**Exercise aim:** Render every line of the items below as a JSON list of strings, one string per line, leaving out any blank lines.

**Given information:**
▼

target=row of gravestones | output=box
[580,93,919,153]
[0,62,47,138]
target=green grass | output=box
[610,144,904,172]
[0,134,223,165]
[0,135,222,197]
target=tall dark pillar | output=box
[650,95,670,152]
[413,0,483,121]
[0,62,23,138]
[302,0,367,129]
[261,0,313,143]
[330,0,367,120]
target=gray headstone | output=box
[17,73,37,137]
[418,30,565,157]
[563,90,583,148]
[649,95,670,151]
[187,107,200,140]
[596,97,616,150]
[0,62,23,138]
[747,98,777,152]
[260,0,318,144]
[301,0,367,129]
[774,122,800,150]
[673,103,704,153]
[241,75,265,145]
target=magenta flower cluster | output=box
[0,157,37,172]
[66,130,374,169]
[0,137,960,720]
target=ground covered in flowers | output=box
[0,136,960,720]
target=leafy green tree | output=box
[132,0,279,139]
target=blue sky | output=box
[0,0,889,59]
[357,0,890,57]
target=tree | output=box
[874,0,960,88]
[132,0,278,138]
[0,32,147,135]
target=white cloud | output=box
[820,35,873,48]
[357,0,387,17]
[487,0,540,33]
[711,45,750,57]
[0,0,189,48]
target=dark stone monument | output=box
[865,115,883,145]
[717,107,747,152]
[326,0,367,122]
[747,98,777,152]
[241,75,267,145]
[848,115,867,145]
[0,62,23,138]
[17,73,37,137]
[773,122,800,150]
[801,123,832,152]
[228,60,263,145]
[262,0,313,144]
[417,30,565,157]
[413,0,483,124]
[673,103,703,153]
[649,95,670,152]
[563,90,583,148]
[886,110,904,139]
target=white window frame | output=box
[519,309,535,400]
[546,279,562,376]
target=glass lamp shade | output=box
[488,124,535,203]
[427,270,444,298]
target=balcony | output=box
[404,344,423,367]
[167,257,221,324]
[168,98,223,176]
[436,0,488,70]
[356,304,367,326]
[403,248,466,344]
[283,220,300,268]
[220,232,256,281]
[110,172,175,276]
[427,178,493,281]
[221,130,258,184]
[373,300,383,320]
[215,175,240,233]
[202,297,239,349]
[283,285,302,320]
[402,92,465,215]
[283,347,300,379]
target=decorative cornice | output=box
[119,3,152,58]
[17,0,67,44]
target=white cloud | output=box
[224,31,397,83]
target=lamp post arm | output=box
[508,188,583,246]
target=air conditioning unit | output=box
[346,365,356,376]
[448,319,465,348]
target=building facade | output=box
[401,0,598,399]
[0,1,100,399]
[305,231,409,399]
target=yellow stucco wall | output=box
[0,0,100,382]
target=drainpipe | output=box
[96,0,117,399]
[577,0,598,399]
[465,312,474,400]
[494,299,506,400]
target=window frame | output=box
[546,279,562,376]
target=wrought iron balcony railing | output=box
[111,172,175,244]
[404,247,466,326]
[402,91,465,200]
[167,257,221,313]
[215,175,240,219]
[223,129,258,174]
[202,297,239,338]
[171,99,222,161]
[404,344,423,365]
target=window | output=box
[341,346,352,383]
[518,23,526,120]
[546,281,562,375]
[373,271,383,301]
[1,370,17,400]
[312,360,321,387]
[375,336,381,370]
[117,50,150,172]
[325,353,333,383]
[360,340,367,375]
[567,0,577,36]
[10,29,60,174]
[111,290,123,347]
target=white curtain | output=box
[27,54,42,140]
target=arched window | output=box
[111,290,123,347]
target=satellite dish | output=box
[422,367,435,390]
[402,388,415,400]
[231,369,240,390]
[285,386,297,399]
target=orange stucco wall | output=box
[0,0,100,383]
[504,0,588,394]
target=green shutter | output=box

▲

**Solution for this exercise:**
[
  "target=row of gravestones | output=box",
  "[580,93,919,153]",
  "[0,62,47,138]",
  "target=green grass | output=box",
  "[610,144,904,172]",
  "[0,134,223,165]",
  "[0,135,222,197]",
  "target=tall dark pillar | output=box",
  "[650,95,670,152]",
  "[413,0,483,121]",
  "[0,62,23,138]",
  "[302,0,367,129]",
  "[261,0,313,143]",
  "[330,0,367,120]",
  "target=gray headstone | output=box",
  "[17,73,37,137]",
  "[418,30,565,157]",
  "[563,90,583,148]",
  "[649,95,670,151]",
  "[187,107,200,140]",
  "[596,97,616,150]",
  "[0,62,23,138]",
  "[747,98,777,152]",
  "[260,0,318,144]",
  "[301,0,367,129]",
  "[774,122,800,150]",
  "[673,103,704,153]",
  "[241,75,265,145]",
  "target=magenta flower cluster | output=box",
  "[0,157,37,172]",
  "[66,130,374,169]",
  "[0,137,960,720]",
  "target=ground covered in flowers | output=box",
  "[0,136,960,720]",
  "target=leafy green tree | output=box",
  "[132,0,279,139]",
  "target=blue sky | output=box",
  "[0,0,889,59]",
  "[357,0,890,57]",
  "target=tree | output=box",
  "[874,0,960,88]",
  "[132,0,278,138]",
  "[0,32,147,135]",
  "target=white cloud | output=box",
  "[820,35,873,48]",
  "[357,0,387,17]",
  "[487,0,540,33]",
  "[711,45,750,57]",
  "[0,0,189,48]",
  "target=dark stone monument | output=box",
  "[865,115,883,145]",
  "[717,107,747,152]",
  "[326,0,367,122]",
  "[747,98,777,152]",
  "[241,75,267,145]",
  "[848,115,867,145]",
  "[0,62,23,138]",
  "[17,73,37,137]",
  "[773,122,800,150]",
  "[801,123,832,152]",
  "[228,60,263,145]",
  "[262,0,313,144]",
  "[417,30,565,157]",
  "[413,0,483,124]",
  "[673,103,703,153]",
  "[649,95,670,152]",
  "[563,90,583,148]",
  "[886,110,904,139]",
  "target=white window frame | output=box",
  "[519,309,535,400]",
  "[546,279,562,376]",
  "target=glass lamp shade | output=box",
  "[488,124,535,203]",
  "[427,270,444,298]",
  "target=balcony | output=box",
  "[404,344,423,367]",
  "[167,257,221,324]",
  "[168,98,223,176]",
  "[436,0,488,70]",
  "[356,304,367,326]",
  "[403,248,466,344]",
  "[283,220,300,268]",
  "[220,232,256,281]",
  "[110,172,175,276]",
  "[427,178,493,281]",
  "[221,130,258,184]",
  "[373,300,383,320]",
  "[215,175,240,233]",
  "[202,297,239,349]",
  "[283,285,302,320]",
  "[402,92,465,215]",
  "[283,347,300,379]",
  "target=decorative cornice | output=box",
  "[119,3,152,58]",
  "[17,0,67,44]",
  "target=white cloud | output=box",
  "[224,31,397,83]",
  "target=lamp post arm | output=box",
  "[508,188,583,246]",
  "target=air conditioning unit | output=box",
  "[346,365,356,376]",
  "[448,319,465,348]",
  "target=building facade | output=box",
  "[401,0,598,399]",
  "[0,1,100,399]",
  "[305,231,409,399]",
  "target=yellow stucco wall | output=box",
  "[0,0,100,382]",
  "target=drainpipe | output=box",
  "[96,0,117,399]",
  "[577,0,598,399]",
  "[465,312,474,400]",
  "[494,299,506,400]",
  "target=window frame | output=box",
  "[546,279,562,376]",
  "target=wrought iron balcony railing | output=box",
  "[111,172,175,244]",
  "[404,247,466,326]",
  "[402,91,465,200]",
  "[167,257,221,313]",
  "[215,175,240,219]",
  "[223,129,258,174]",
  "[202,297,239,338]",
  "[171,99,222,161]",
  "[404,344,423,365]",
  "target=window | output=box",
  "[341,346,352,383]",
  "[518,23,526,120]",
  "[546,281,562,375]",
  "[373,271,383,301]",
  "[1,370,17,400]",
  "[312,360,321,387]",
  "[375,336,381,370]",
  "[117,50,150,172]",
  "[325,353,333,383]",
  "[360,340,367,375]",
  "[567,0,577,36]",
  "[10,29,60,174]",
  "[111,290,123,347]",
  "target=white curtain | output=box",
  "[27,54,42,140]",
  "target=arched window | output=box",
  "[111,290,123,347]",
  "target=satellite dish | output=box",
  "[422,367,435,390]",
  "[402,388,415,400]",
  "[231,369,240,390]",
  "[285,386,297,399]",
  "target=orange stucco wall | output=box",
  "[0,0,100,383]",
  "[504,0,588,394]",
  "target=green shutter | output=box"
]